# The task
Please list every line in the items below that contains the string "tail", copying each such line in full.

# Entries provided
######
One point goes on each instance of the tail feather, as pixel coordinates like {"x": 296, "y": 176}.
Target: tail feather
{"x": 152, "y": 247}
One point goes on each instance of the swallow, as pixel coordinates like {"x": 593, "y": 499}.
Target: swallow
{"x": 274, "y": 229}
######
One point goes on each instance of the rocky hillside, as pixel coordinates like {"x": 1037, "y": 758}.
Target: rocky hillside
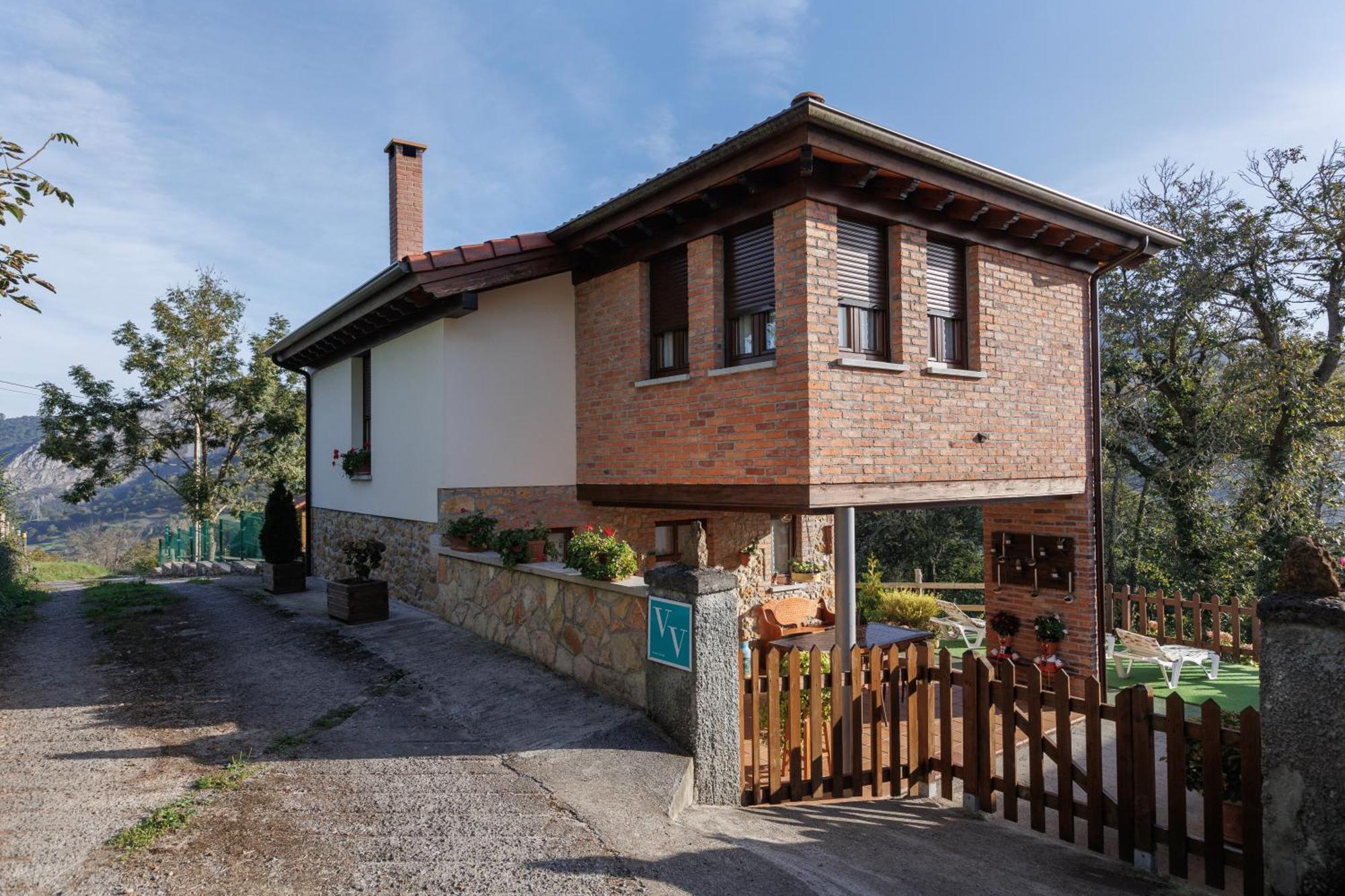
######
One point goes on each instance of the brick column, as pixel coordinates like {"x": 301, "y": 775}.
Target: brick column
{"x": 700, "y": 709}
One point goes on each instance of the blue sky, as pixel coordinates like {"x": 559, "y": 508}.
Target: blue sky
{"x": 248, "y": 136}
######
# Right answer
One point goes on each instance of the tail feather, as pixel coordinates like {"x": 296, "y": 176}.
Target: tail feather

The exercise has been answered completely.